In the blog post on visualizing Facebook networks, which group released the Gephi plugin called Image Preview?

[Source document]:
[start]

Katherine Ognyanova on Life, the Universe, and Networked Media   RSS Feed
Image Networks Gephi R Feat

Facebook data collection and photo network visualization with Gephi and R

tl;dr Collecting and visualizing Facebook networks using people’s profile photos as node images (three ways: with Gephi, igraph, or qgraph): Get the full R script here.

[Update April 26 2o14] Esteban Moro reminded me that there’s no need to manually rescale igraph layouts now – one can use layout.norm() instead (script updated accordingly).
Hugle on GitHub Gist kindly pointed out a couple of sneaky typos – those are now fixed.

Gephi is one of my favorite network visualization tools – it offers a wide variety of customizable layouts, allows for sophisticated tweaks, renders large graphs ok, deals with dynamic data, and generally lets you produce sleek-looking results with minimal effort. That said, there are a few basic things (that pretty much any other network viz tool can do) which I’ve been missing in Gephi: like the ability to combine different node shapes and the option to use images as nodes. Last week, however, the good people from the Yale Computer Graphics Group released a Gephi plugin that can do exactly that. It’s called Image Preview and will allow you to use pictures in your Gephi net viz.

I played around with the plugin for a little while to figure out how it works – and then switched to R to replicate the results I got there. I used my own Facebook network for this exercise – that made it easy to get the pictures for each node. Twitter would have worked just as well, but I also wanted to check out the new version of the RFacebook package. I figured I’d share the steps to getting the data and visualizing it ( in Gephi, igraph, or qgraph) — it turned out to be pretty straightforward with only a couple of glitches along the way.

I should also point out that the same effect can be achieved even faster using any of the many available Facebook apps (e.g. Bernie Hogan‘s NameGenWeb), or with Mark Smith‘s NodeXL network add-on for Excel.

Collecting Facebook Data

1 Registration. The first thing to do is get the Facebook data. Before being allowed to pull it from R, you’ll need to make a quick detour to developers.facebook.com/apps, register as a developer, and create a new app. Name and description are irrelevant, the only thing you need to do is go to SettingsWebsiteSite URL and fill in http://localhost:1410/ (that’s the port we’re going to be using). The whole process takes ~5 min and is quite painless – if you need a more detailed walkthrough though, check out this blog post by Julian Hillebrand.

2 Authentication. Now you can go to R, install the RFacebook package and get authenticated using the id and secret shown in the Settings tab of your Facebook app.

[end]

[Provided material]:

[start]

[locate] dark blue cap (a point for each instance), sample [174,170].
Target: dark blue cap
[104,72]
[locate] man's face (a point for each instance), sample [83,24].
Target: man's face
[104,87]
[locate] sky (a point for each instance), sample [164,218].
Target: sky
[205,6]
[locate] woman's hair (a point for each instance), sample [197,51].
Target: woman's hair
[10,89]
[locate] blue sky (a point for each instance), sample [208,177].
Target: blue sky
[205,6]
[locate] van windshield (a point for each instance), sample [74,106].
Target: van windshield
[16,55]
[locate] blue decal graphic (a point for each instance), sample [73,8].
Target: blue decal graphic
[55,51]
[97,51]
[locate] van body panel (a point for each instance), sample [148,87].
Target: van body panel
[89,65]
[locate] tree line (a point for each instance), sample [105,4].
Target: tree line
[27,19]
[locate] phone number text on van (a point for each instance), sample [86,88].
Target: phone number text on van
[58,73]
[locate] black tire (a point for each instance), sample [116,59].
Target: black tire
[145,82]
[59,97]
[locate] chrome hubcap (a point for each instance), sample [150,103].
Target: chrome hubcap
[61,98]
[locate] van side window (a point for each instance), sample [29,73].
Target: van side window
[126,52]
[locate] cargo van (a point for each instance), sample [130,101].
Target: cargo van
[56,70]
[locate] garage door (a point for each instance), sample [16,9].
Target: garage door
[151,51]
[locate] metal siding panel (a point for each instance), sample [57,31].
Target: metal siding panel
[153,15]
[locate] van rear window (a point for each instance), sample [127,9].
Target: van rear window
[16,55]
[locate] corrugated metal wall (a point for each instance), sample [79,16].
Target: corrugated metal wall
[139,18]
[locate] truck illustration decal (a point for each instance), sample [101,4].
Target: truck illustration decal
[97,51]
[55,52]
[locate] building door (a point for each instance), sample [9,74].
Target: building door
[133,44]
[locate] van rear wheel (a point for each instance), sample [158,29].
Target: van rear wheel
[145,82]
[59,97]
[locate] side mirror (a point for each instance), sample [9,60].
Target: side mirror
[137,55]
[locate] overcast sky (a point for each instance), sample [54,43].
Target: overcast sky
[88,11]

[end]
[start]

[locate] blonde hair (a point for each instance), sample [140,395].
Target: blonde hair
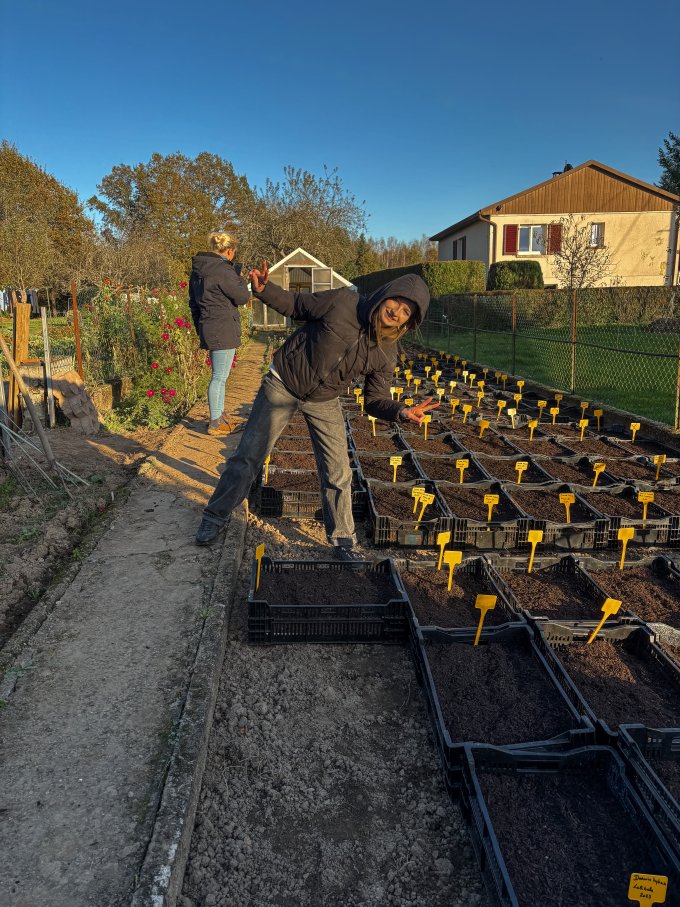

[end]

[The result]:
The Yale Computer Graphics Group